Roasted Cod with White Beans, Tomato, and Truffle Oil Recipe
- 2 tablespoons olive oil
- 1/2 cup finely chopped shallots
- 2 medium cloves garlic, minced
- 2 pounds tomatoes, peeled, seeded, and medium dice
- 2 pounds cod fillet, cut into 6 equal portions
- 1 1/2 cups cooked small white beans such as borlotti, cranberry, or cannellini (see Basic Cooked Beans, omitting the ancho chile)
- 1/4 cup reserved bean cooking liquid, or water
- Truffle oil for garnish (optional)
- Heat oven to 350 degrees F. Heat 1 tablespoon of the oil in a large frying pan over medium-high heat, add shallots and garlic, and cook until fragrant, about 1 minute.
- Add tomatoes and season well with salt and pepper.
- Reduce heat to medium low and cook until nearly all liquid has evaporated, but tomatoes are still slightly chunky; transfer to a bowl and reserve.
- Wipe out frying pan, return to stovetop, and heat remaining 1 tablespoon of the oil over high heat.

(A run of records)

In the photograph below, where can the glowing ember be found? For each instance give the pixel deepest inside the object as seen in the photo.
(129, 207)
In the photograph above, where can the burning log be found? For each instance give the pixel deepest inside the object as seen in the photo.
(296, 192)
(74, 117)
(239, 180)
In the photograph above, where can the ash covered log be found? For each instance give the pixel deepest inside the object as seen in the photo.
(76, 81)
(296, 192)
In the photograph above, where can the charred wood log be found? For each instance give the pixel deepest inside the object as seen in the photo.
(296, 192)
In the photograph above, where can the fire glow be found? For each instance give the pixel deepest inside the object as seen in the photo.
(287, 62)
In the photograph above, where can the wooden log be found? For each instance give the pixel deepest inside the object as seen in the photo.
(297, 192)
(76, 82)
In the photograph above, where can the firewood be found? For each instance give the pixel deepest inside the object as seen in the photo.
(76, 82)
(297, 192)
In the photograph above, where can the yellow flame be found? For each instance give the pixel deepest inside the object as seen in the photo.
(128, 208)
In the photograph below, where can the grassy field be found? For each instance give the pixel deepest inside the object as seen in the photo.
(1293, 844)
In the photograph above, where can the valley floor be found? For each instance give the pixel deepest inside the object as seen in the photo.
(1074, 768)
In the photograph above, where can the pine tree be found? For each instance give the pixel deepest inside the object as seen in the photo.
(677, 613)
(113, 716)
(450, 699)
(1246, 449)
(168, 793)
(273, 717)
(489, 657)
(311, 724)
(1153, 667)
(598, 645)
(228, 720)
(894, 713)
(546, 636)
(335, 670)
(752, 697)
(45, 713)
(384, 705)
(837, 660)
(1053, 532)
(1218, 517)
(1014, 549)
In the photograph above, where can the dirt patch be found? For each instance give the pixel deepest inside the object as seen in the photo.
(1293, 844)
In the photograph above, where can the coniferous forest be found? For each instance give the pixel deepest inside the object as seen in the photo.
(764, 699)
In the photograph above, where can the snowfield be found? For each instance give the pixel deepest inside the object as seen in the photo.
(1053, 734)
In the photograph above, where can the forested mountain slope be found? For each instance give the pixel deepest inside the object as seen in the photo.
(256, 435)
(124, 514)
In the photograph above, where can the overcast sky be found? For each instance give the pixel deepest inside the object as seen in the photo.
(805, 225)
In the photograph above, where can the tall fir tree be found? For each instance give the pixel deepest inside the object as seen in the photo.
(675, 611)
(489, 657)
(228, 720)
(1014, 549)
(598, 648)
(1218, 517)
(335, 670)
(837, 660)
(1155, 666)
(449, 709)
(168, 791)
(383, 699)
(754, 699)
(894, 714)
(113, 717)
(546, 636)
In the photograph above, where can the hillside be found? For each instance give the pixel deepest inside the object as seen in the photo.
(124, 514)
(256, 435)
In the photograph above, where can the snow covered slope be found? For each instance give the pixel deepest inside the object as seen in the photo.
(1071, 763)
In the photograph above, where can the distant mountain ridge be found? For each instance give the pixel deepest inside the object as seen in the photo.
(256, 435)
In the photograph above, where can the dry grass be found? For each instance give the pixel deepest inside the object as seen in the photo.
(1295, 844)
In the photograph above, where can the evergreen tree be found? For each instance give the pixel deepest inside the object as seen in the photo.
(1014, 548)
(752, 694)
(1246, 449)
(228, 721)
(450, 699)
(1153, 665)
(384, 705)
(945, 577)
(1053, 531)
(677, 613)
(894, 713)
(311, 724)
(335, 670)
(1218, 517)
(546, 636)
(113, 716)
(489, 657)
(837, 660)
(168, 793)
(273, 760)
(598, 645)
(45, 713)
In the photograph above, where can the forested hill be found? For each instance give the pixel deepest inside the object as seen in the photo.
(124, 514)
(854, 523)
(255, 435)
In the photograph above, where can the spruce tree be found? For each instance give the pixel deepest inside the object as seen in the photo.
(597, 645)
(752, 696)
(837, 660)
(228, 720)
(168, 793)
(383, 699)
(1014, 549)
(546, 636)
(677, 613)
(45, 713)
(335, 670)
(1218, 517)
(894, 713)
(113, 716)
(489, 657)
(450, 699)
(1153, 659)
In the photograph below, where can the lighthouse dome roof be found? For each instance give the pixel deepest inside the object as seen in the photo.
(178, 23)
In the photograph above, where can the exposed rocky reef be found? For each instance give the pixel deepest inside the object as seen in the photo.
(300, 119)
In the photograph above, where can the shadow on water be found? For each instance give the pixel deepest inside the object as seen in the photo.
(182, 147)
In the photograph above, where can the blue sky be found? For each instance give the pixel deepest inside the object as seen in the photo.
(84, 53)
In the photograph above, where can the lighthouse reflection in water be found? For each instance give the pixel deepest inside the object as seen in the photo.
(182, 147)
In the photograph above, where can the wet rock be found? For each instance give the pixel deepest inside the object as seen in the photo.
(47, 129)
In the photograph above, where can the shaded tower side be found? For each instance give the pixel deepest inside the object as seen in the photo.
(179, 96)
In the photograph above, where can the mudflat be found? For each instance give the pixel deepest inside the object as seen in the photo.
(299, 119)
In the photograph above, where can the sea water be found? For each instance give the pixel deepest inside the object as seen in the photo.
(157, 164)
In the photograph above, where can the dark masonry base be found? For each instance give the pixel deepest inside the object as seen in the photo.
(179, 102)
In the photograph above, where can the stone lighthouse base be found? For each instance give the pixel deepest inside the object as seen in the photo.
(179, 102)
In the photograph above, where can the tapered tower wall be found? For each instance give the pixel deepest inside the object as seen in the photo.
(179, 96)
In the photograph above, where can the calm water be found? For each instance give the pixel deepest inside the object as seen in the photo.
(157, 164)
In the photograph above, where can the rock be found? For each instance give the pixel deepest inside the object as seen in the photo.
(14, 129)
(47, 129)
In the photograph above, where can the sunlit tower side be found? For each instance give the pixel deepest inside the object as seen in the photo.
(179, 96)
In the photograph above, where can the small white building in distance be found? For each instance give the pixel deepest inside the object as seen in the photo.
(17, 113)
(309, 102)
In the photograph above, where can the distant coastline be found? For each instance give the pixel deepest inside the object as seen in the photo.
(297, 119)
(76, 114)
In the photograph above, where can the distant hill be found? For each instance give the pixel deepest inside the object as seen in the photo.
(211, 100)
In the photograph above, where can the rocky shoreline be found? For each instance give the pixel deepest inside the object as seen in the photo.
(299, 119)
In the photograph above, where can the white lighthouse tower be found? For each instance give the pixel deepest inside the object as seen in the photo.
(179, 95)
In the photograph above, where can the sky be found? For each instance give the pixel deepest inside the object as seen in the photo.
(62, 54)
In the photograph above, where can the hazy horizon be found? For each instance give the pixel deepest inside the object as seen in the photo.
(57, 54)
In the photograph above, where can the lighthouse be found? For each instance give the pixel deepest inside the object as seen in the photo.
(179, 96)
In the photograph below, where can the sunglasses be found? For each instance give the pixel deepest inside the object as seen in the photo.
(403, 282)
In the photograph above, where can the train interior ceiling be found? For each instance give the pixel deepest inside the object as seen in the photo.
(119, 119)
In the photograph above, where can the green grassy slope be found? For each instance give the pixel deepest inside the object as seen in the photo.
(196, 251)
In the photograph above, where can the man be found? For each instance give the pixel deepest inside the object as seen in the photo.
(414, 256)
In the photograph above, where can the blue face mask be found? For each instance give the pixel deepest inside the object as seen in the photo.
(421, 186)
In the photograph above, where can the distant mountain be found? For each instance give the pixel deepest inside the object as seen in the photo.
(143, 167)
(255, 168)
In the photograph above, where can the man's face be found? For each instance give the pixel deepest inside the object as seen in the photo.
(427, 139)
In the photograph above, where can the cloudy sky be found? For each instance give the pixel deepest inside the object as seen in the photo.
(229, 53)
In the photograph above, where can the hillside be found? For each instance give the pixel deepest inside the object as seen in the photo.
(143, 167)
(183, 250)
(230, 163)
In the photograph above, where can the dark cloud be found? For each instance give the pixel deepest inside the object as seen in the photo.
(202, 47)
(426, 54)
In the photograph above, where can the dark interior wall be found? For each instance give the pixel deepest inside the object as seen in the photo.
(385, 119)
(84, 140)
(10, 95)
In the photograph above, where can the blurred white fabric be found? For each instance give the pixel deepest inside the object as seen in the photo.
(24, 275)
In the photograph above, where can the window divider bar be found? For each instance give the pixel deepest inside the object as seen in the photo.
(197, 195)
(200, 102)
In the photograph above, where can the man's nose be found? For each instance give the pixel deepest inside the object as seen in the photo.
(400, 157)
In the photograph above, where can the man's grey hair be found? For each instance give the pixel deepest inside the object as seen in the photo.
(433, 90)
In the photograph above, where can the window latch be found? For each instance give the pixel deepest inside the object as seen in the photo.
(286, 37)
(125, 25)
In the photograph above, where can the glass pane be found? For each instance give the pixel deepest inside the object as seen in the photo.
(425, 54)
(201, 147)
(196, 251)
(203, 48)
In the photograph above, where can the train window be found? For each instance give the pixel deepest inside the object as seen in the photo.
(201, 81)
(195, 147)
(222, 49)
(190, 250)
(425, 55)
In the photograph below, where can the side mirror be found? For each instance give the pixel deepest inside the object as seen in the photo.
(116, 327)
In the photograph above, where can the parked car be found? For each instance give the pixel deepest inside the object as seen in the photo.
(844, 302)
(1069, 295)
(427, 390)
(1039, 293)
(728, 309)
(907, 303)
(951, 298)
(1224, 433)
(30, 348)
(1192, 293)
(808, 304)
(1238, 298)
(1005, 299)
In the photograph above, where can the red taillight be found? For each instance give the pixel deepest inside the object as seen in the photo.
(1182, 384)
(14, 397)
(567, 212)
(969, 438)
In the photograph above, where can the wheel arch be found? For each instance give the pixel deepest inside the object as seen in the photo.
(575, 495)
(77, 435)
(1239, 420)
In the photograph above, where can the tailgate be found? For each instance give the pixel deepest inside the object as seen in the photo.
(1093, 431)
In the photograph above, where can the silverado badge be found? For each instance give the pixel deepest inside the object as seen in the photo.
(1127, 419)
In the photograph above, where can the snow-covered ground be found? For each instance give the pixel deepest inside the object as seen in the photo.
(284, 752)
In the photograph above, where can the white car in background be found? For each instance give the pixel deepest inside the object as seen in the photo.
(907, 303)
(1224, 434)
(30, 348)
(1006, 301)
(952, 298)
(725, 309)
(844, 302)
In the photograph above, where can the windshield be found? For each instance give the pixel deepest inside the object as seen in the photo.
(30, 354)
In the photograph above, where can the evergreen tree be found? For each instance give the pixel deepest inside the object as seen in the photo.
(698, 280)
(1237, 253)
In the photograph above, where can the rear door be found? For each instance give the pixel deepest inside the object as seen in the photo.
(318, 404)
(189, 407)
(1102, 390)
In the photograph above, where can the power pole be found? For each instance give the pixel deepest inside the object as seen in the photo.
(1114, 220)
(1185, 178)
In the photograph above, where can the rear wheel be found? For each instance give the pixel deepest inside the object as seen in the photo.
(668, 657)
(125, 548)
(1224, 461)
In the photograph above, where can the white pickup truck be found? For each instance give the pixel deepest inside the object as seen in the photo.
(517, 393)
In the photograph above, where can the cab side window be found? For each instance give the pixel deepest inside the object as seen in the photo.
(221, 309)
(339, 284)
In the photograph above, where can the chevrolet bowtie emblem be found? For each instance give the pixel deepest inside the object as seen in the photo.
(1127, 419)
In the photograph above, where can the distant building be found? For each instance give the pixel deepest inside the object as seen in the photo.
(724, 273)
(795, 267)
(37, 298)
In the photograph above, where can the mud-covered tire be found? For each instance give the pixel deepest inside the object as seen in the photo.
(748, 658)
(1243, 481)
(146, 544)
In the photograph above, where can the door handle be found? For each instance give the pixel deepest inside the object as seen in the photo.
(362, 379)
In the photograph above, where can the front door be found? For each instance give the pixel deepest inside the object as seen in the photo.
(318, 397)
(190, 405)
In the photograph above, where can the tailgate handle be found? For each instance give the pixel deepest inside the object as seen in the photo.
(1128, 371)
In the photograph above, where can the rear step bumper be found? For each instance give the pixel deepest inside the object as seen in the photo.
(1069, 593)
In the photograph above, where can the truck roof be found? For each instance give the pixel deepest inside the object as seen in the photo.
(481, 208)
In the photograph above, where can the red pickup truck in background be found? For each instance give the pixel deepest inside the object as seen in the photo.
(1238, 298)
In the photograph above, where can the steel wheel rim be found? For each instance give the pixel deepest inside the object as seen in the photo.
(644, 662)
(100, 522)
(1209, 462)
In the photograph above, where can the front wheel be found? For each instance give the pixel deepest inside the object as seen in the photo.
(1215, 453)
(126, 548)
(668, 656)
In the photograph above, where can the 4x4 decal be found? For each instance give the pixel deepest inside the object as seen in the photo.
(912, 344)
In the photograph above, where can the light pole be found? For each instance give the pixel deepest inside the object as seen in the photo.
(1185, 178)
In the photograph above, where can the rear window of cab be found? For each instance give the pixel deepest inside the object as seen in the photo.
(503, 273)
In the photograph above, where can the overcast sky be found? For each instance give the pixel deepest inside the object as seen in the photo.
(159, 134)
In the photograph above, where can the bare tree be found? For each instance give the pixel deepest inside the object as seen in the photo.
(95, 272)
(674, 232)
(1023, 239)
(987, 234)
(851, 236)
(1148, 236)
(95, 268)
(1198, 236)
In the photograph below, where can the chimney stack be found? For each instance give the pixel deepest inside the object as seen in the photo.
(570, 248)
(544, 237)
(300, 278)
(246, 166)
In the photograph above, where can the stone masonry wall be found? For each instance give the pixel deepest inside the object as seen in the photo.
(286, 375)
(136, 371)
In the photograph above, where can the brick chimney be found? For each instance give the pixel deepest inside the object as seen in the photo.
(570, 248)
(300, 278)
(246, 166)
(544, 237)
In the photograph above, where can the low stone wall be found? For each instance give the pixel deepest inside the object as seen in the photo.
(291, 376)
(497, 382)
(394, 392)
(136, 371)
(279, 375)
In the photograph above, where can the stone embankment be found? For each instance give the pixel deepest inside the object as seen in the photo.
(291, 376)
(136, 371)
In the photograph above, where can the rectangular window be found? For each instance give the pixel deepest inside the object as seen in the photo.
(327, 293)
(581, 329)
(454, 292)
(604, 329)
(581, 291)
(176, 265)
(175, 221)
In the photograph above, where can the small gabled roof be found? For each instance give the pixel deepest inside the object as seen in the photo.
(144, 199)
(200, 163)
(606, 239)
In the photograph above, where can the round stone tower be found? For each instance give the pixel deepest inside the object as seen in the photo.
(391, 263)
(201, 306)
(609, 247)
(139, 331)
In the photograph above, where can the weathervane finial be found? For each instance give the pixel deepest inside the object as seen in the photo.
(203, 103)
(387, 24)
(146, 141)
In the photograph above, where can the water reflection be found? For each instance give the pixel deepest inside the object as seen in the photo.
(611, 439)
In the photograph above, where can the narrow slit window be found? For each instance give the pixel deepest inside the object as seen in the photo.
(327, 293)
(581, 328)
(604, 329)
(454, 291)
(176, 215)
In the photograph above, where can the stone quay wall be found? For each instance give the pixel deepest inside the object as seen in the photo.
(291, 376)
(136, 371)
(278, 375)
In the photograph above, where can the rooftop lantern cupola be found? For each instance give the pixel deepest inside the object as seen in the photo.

• **PROMPT A**
Into how many portions does the cod recipe say to cut the cod fillet?
• **PROMPT B**
Duplicate the cod recipe from "- 1/4 cup reserved" up to and including "over high heat.".
• **PROMPT C**
Pick up the cod recipe after its last step and write what comes next.

• **RIGHT ANSWER A**
Six equal portions.

• **RIGHT ANSWER B**
- 1/4 cup reserved bean cooking liquid, or water
- Truffle oil for garnish (optional)
- Heat oven to 350 degrees F. Heat 1 tablespoon of the oil in a large frying pan over medium-high heat, add shallots and garlic, and cook until fragrant, about 1 minute.
- Add tomatoes and season well with salt and pepper.
- Reduce heat to medium low and cook until nearly all liquid has evaporated, but tomatoes are still slightly chunky; transfer to a bowl and reserve.
- Wipe out frying pan, return to stovetop, and heat remaining 1 tablespoon of the oil over high heat.

• **RIGHT ANSWER C**
- Season cod all over with salt and freshly ground black pepper, and, once oil shimmers, add cod and cook until nicely browned, about 2 minutes per side.
- Transfer fish to a baking sheet and place in oven to finish cooking.
- (According to Chef Ripert, an easy test for doneness is to insert a metal skewer into the center of a fillet for 5 seconds.
- The fish is done when the skewer goes in easily and, when removed, feels slightly warm to your lip.)
- Place 1/2 cup of the beans in a food processor with the reserved bean-cooking liquid and puree until smooth to make the sauce.
- Season well with salt and pepper.
- To serve, spoon tomato compote in the center of each plate and place a cod fillet on top.
- Spoon bean sauce outside the compote, and sprinkle reserved whole cooked beans around the fish and over the two sauces.
- Garnish with a few drops of truffle oil, if desired.
olive oil, shallots, garlic, tomatoes, cod fillet, white beans, reserved bean cooking liquid, truffle oil
Taken from www.chowhound.com/recipes/roasted-cod-with-white-beans-tomato-and-truffle-oil-10525 (may not work)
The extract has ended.